**Records provided:**
● ● ●
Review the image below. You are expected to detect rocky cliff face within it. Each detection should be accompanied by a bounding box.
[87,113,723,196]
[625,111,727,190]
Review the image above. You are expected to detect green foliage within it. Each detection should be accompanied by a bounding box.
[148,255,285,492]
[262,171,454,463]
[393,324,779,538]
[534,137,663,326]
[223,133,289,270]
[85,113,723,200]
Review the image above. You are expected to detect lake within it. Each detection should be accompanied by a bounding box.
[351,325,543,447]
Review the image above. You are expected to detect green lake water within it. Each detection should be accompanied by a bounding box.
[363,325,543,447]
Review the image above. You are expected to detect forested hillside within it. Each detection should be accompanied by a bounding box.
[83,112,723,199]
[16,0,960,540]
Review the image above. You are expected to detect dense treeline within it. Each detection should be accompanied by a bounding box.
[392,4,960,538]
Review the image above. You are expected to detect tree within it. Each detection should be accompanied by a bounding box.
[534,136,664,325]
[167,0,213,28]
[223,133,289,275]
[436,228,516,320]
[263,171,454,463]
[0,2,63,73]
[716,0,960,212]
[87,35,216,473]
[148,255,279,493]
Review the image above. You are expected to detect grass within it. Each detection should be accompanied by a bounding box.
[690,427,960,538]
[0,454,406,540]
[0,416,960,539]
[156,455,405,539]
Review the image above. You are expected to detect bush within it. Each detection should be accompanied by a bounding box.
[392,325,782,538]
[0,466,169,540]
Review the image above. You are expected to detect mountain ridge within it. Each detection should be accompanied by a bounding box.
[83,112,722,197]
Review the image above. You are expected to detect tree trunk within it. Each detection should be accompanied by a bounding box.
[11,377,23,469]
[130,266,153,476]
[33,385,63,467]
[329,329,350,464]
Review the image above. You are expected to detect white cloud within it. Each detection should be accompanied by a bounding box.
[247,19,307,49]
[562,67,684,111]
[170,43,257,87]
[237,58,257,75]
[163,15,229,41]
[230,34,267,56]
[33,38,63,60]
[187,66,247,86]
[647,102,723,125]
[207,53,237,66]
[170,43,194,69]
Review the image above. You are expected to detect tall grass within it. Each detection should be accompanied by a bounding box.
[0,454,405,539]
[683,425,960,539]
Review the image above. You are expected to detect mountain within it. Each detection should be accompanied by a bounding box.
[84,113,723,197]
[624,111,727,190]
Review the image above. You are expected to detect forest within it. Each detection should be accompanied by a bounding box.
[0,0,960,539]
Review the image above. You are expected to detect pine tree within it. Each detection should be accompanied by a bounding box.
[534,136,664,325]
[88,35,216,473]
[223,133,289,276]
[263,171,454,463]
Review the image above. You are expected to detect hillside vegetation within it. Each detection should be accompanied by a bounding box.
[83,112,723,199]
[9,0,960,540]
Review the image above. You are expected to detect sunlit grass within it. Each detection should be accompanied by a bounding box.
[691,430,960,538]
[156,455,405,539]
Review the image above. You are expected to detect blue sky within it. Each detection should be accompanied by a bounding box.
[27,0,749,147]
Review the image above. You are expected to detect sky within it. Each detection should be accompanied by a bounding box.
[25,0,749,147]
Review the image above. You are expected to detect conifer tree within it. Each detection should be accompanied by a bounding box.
● ● ●
**Goal:** Please revise all of the records above, changing "Each detection" to "Every detection" and leaving everything else as it is.

**Answer to the task:**
Review the image below. You are expected to detect rocky cliff face within it. Every detection should be accompanied by a bounding box.
[87,113,723,196]
[625,111,727,190]
Review the image above. You are expected to detect green foliage within it. Every detection should be accompanied by a bounding box.
[148,255,285,492]
[262,171,454,463]
[393,324,779,538]
[534,137,663,326]
[223,133,289,270]
[85,113,723,200]
Review the image above. You are expected to detect lake within it. Every detection should be accompanied by a bounding box.
[351,325,543,447]
Review the image above. You are expected to detect green lake water within it. Every detection should be accompanied by a bounding box.
[363,325,543,447]
Review the image above. You are expected to detect forested hillside within it. Every detection should be accompanied by a bounding box.
[83,112,723,199]
[16,0,960,540]
Review the image above. You are expected to detect dense treeline within it. Every detection should be accompanied by a bounding box.
[392,4,960,538]
Review the image above. You are expected to detect tree within it. Every detection should be accompanied by a bounding box.
[534,136,664,325]
[167,0,213,28]
[223,133,289,275]
[436,228,516,320]
[263,171,454,463]
[0,2,63,73]
[716,0,960,212]
[87,35,216,473]
[148,255,279,493]
Review the image above. You are expected to detect grass within it. Every detection should be accompanied by a bounding box.
[690,427,960,538]
[0,454,406,540]
[0,416,960,539]
[156,455,405,539]
Review the image above. You are expected to detect bush within it. Every detection should be accompanied by a bounding box.
[392,325,782,538]
[0,466,169,540]
Review the image above. You are expected to detect mountain ridge within it. Every detection should be accompanied by a bounding box.
[83,112,722,197]
Review the image above. You are expected to detect tree trunk within it. Every detection should be accompanied by a bounding box.
[11,377,23,469]
[130,266,153,476]
[33,385,63,467]
[329,329,350,464]
Review the image above. You are expected to detect white cloud within it. Every detection should be accompanied by a bounding box.
[247,19,307,49]
[562,67,684,111]
[170,43,257,87]
[237,58,257,75]
[163,15,229,41]
[230,34,267,56]
[33,38,63,60]
[187,66,247,86]
[647,102,723,125]
[207,53,237,66]
[170,43,194,69]
Review the image above. You are expected to detect tall grass within it. Every detection should be accompanied by a bounding box.
[0,454,405,539]
[683,425,960,539]
Review the image above. You are expected to detect mountain within it. Every detection should be accompanied by a bounding box.
[84,113,723,197]
[624,111,727,190]
Review the image above. You are expected to detect forest within it. Every detection should be accompanied by a bounding box.
[0,0,960,539]
Review the image above. You are expected to detect pine tree within it. Every detection should be accompanied by a bounding box.
[534,136,664,325]
[88,35,216,473]
[223,133,289,276]
[263,171,454,463]
Review the image above. You are expected to detect hillside vegetation within it. Every detection should be accompanied by a bounding box.
[83,112,723,199]
[9,0,960,540]
Review the image above. You are expected to detect sunlit grass within it. Every detection should be accompanied by a bounding box.
[691,430,960,538]
[156,455,405,539]
Review the image above. You are expected to detect blue sky within it. Every detection should be accompanied by a bounding box.
[27,0,749,147]
Review the image above. You are expected to detect sky within it. Every detection should be accompanied by a bounding box.
[25,0,749,147]
Review the image above. You are expected to detect conifer tree within it. Every detection should be accompanied by a bounding box.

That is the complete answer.